TEXT BLOCK:
# # # # # # #

22C:21 Project 1

Due date: Friday, 10/24, 5 pm via ICON

Introduction

This is the first in a series of 3 programming projects at the end of which you will have constructed a spell checker -- program that checks and possibly corrects spelling errors in documents. In this project you will take a first step, by building a somewhat primitive spell checker.

Overview

As part of this project you will have to write two separate programs: buildDict and spellCheck. As the names suggest, the program buildDict builds a small dictionary of words, while the program spellCheck uses this dictionary of words to determine which words in a given document are misspelled. You will use a hash table that is quadratically probed as the primary data structure for both buildDict and spellCheck.

Building a Dictionary

In this project, we will build a dictionary by extracting words from large on-line documents known to be error free. I am making available the following three famous novels in text form:

Lewis Carroll, Alice in Wonderland: Through The Looking Glass.
Charles Dickens, A Christmas Carol.
Robert Louis Stevenson, Dr. Jekyl and Mr. Hyde.

# # # # # # #

DATA:
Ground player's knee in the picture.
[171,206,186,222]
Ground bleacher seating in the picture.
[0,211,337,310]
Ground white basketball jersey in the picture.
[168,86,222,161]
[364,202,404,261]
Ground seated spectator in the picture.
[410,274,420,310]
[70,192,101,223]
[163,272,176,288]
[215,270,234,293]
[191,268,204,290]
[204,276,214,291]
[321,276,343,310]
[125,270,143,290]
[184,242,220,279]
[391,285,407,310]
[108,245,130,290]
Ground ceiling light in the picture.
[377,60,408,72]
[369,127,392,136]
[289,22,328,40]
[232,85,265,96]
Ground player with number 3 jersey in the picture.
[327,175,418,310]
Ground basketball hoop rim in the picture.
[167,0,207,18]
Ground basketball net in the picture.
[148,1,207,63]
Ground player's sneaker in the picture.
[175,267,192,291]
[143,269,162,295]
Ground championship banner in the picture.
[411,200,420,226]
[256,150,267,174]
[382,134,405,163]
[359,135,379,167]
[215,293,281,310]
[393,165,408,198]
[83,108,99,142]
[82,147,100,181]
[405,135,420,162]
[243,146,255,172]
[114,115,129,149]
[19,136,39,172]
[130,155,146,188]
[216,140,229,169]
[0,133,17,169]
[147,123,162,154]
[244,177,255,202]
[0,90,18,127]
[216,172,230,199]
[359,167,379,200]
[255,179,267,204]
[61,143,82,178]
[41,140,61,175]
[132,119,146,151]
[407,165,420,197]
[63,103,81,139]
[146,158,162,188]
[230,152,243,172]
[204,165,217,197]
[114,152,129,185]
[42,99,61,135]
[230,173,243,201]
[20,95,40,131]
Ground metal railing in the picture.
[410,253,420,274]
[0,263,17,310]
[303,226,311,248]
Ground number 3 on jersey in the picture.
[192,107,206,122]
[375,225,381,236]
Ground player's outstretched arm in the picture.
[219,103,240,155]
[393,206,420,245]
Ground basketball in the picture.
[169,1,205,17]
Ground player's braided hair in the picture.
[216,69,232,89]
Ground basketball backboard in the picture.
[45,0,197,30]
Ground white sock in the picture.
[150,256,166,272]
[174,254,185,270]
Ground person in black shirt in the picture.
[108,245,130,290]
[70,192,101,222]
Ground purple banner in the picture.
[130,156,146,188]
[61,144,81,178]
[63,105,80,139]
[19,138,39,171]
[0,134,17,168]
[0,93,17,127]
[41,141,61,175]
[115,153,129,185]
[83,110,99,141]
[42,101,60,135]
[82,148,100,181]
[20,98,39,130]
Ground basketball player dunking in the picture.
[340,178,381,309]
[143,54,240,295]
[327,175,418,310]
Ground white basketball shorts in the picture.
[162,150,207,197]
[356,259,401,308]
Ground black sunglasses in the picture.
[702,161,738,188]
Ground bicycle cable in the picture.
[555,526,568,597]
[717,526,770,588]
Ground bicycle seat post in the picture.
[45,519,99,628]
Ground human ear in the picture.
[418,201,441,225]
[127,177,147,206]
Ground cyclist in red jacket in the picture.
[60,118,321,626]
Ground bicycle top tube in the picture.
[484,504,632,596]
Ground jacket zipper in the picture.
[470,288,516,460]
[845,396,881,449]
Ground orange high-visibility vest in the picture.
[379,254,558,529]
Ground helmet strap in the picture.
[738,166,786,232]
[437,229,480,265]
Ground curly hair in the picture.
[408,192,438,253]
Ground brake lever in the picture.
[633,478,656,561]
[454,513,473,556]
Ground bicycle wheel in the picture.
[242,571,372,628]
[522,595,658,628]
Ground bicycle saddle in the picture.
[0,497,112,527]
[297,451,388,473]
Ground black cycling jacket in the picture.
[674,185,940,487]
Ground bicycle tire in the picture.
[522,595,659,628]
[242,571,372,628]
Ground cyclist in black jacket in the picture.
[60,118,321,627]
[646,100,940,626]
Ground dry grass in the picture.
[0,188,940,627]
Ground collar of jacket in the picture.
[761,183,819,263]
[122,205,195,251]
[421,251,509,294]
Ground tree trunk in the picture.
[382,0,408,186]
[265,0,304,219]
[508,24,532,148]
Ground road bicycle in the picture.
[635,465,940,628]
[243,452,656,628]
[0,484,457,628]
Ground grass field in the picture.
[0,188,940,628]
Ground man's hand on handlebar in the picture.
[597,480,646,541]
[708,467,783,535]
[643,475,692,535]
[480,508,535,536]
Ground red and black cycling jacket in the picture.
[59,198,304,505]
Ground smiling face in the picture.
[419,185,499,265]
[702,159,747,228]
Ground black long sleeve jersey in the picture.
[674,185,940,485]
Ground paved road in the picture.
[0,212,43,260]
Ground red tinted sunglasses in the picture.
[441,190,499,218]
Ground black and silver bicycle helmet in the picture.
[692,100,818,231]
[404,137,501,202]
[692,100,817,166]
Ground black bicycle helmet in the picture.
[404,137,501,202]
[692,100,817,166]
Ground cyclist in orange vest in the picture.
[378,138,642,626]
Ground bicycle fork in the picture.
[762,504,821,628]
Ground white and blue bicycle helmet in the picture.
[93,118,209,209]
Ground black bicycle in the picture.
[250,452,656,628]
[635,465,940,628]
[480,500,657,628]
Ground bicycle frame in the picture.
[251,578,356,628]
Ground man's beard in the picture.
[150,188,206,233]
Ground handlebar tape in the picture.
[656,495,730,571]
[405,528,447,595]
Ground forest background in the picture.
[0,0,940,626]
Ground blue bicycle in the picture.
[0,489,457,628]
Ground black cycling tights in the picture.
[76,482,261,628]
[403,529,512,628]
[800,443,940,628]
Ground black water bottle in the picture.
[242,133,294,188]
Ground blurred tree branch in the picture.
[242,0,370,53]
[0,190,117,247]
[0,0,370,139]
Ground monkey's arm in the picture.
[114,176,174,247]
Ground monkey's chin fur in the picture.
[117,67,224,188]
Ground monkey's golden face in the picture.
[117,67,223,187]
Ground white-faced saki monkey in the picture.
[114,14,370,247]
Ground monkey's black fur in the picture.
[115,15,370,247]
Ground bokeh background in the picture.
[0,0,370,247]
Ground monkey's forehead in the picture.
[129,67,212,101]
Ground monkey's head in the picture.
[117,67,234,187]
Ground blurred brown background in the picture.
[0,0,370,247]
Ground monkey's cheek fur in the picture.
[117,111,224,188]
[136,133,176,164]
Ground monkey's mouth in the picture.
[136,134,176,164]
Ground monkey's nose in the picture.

# # # # # # #

EXERCISE INSTRUCTIONS:
1. Answer these questions using the project description:
(a) When is the project due, and through what is it submitted?
(b) What are the two programs this project requires?
(c) What is the primary data structure for both programs?
2. Retype the passage of the project description that begins at the words "In this project, we" and stops after the words "and Mr. Hyde.".

SET OF ANSWERS:
1.
(a) Friday, 10/24, at 5 pm, via ICON.
(b) buildDict and spellCheck.
(c) A hash table that is quadratically probed.

2.
In this project, we will build a dictionary by extracting words from large on-line documents known to be error free. I am making available the following three famous novels in text form:

Lewis Carroll, Alice in Wonderland: Through The Looking Glass.
Charles Dickens, A Christmas Carol.
Robert Louis Stevenson, Dr. Jekyl and Mr. Hyde.